• _Text under study_:
◇ ◇ ◇ ◇
GSLR Submission Reviewer
2023 Spotlight Cedar Crest College
Cedar Crest College (CCC) is a private college, primarily for women, with 1,300 total students located in Allentown, Pennsylvania. Since 2018, the Carmen Twillie Ambar Sophomore Expedition has provided a no-cost, guaranteed study-abroad opportunity for second-year students, who participate in a global service-learning experience together as a class. The program, which meets the college’s global studies requirement, has significantly boosted the number of education abroad participants and increased the diversity of students going overseas. Today, more than two-thirds of the college’s undergraduates have studied abroad.
For students at Cedar Crest College, first-year orientation in August isn’t just about getting to know their campus and classmates. It’s also the day of the big reveal: where they’ll be going for spring break their sophomore year. Amid an explosion of confetti and screaming students, President Elizabeth Meade announces the destination, which has in past years included Brazil, Greece, England, Costa Rica, Morocco, and—most recently—Italy. The 2024 expedition will take students to Ireland.
"It has a high level of anticipation," says Kelly Hall, director of global initiatives and international programs. Hall is also the director of the program that sends second-year students abroad—the Carmen Twillie Ambar Sophomore Expedition—and leads students while they are overseas.
◇ ◇ ◇ ◇
Segmentation mask data:
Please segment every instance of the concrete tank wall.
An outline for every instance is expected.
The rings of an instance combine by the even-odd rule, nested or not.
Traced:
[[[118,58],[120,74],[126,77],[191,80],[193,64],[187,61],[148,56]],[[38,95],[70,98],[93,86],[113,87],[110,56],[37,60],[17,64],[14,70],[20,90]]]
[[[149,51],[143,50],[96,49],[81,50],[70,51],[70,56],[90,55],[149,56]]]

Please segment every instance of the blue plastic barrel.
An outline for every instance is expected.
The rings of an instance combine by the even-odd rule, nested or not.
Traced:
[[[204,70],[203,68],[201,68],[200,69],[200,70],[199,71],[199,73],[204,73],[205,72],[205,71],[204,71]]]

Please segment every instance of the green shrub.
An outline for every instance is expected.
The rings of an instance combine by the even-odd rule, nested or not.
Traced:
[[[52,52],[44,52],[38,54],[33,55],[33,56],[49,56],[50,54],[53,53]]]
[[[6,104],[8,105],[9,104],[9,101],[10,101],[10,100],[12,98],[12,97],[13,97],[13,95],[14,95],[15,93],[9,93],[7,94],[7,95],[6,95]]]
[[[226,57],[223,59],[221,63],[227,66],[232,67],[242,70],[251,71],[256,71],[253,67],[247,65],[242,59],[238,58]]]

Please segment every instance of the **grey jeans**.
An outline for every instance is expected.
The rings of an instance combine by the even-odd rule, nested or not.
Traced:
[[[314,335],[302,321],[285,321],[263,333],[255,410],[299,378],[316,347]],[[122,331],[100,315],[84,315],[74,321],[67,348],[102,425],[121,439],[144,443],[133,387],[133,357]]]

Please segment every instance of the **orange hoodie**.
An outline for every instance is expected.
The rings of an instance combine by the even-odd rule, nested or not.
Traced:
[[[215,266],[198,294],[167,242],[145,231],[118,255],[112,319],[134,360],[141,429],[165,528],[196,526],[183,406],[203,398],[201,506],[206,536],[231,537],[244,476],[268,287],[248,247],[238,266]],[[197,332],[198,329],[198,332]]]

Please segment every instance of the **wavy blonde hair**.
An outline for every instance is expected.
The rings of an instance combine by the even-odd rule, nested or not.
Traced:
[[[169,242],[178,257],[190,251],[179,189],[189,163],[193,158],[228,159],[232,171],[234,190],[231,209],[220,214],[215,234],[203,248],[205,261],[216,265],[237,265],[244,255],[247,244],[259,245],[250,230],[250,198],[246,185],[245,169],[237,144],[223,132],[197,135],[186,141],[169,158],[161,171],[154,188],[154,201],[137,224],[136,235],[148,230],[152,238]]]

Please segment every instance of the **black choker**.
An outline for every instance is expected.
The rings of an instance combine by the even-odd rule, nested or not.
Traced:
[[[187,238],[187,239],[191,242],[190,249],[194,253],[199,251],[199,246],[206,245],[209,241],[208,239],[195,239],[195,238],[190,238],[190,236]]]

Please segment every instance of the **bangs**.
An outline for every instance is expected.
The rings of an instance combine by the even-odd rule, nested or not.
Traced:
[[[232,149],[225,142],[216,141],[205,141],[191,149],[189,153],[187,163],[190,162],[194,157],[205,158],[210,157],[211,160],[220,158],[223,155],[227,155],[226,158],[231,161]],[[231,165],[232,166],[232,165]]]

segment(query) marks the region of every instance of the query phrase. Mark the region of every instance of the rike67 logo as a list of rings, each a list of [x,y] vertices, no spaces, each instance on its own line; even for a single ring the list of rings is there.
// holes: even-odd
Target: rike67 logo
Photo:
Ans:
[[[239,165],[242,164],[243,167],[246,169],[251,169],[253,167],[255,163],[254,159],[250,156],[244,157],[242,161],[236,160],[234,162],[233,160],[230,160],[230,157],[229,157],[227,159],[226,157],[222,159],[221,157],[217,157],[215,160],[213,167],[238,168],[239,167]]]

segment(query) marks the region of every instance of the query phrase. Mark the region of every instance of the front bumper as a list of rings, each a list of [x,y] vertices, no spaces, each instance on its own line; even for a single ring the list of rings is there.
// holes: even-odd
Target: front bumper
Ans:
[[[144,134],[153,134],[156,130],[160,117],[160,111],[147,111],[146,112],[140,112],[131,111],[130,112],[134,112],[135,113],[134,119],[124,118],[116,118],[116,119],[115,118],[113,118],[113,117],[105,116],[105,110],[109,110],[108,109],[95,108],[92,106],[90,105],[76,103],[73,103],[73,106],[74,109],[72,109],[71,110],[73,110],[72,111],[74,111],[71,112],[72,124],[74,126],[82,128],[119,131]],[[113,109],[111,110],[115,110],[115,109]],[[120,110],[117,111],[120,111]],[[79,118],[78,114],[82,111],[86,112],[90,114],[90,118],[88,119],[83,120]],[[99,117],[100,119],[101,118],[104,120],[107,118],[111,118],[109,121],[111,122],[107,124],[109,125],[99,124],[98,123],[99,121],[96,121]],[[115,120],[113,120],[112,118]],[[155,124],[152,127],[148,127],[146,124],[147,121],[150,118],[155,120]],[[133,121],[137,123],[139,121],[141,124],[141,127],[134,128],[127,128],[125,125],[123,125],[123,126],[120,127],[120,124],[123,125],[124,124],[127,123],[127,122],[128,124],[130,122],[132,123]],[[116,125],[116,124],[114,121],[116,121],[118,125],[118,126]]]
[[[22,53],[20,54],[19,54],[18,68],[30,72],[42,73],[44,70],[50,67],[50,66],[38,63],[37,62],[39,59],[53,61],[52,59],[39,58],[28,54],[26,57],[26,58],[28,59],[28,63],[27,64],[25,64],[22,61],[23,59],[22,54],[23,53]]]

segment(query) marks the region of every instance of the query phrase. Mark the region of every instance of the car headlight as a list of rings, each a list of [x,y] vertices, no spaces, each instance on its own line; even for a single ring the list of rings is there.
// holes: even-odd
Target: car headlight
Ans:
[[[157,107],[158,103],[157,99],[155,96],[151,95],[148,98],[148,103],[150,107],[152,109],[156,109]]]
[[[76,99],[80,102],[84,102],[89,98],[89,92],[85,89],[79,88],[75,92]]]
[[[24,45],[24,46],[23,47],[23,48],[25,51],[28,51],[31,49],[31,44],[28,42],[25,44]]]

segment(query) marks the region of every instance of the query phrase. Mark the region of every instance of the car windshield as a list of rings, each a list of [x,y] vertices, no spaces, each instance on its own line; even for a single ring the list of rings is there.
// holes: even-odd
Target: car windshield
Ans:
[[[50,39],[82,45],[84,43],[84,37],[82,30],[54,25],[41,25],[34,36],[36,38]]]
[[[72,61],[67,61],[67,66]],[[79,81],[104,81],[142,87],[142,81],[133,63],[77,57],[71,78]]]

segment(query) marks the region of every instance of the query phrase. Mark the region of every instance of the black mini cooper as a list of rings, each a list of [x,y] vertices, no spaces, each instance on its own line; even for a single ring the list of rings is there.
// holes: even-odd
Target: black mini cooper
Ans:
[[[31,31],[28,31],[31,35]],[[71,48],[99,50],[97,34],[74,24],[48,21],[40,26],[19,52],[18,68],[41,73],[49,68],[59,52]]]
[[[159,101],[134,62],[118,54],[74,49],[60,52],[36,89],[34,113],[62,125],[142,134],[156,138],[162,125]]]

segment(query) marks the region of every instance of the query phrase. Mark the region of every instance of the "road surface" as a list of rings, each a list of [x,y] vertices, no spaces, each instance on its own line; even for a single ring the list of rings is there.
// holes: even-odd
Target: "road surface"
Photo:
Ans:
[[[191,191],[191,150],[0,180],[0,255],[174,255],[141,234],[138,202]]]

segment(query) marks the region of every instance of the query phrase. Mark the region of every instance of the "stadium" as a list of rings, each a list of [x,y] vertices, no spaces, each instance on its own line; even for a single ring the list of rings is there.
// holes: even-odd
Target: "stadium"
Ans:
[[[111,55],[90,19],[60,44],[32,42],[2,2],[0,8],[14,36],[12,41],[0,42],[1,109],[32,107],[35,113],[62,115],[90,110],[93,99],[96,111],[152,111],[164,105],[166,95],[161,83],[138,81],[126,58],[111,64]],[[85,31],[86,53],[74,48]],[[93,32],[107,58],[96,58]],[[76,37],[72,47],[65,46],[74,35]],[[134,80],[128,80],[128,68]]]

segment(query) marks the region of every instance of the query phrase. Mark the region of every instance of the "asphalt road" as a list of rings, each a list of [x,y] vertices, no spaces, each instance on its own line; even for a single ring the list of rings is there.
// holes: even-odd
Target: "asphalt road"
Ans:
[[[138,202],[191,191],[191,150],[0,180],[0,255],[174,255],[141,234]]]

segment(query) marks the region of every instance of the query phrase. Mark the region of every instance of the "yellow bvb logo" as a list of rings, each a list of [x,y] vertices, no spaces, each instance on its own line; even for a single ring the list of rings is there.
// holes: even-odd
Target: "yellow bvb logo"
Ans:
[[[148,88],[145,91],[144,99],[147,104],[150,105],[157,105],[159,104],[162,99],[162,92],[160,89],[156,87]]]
◇ ◇ ◇ ◇
• _Questions_:
a – Answer these questions from the passage about Cedar Crest College:
(i) How many total students does the college have?
(ii) Where will the 2024 expedition take students?
(iii) What is Kelly Hall's title?
b – Write what comes next in the passage about Cedar Crest College, picking up after its last sentence.
These rows are separate material and have no connection to the passage about Cedar Crest College.

• _Numbered answers_:
a –
(i) 1,300
(ii) Ireland
(iii) Director of global initiatives and international programs

b –
Professors find out the destination of the Sophomore Expedition the same day as the students. “It’s very hush-hush,” says Jill Purdy, a professor of education who is also a seminar director for the program. Then, she says, faculty have two or three months to develop and submit course proposals based on the location and common themes. Previous courses have included a Jack the Ripper forensic science class in London, England, and a history of the spice trade in Marrakesh, Morocco.
Providing Equitable Access to Education Abroad
The Sophomore Expedition began as part of an effort to enhance internationalization on Cedar Crest’s campus. As part of the college’s 2016–22 strategic plan, the college committed to providing additional support for programming that prepares students to be global leaders. College leaders knew that students who study abroad maintain higher GPAs and are more likely to go to graduate school, but they also knew that there are several barriers to studying abroad, ranging from costs to family concerns.
“In order to combat all of those challenges, as well as really being a part of the growing diversity, equity, and inclusion efforts of the college, this program was conceived so that all undergraduate students coming in would have the ability to have a study abroad experience,” Hall says.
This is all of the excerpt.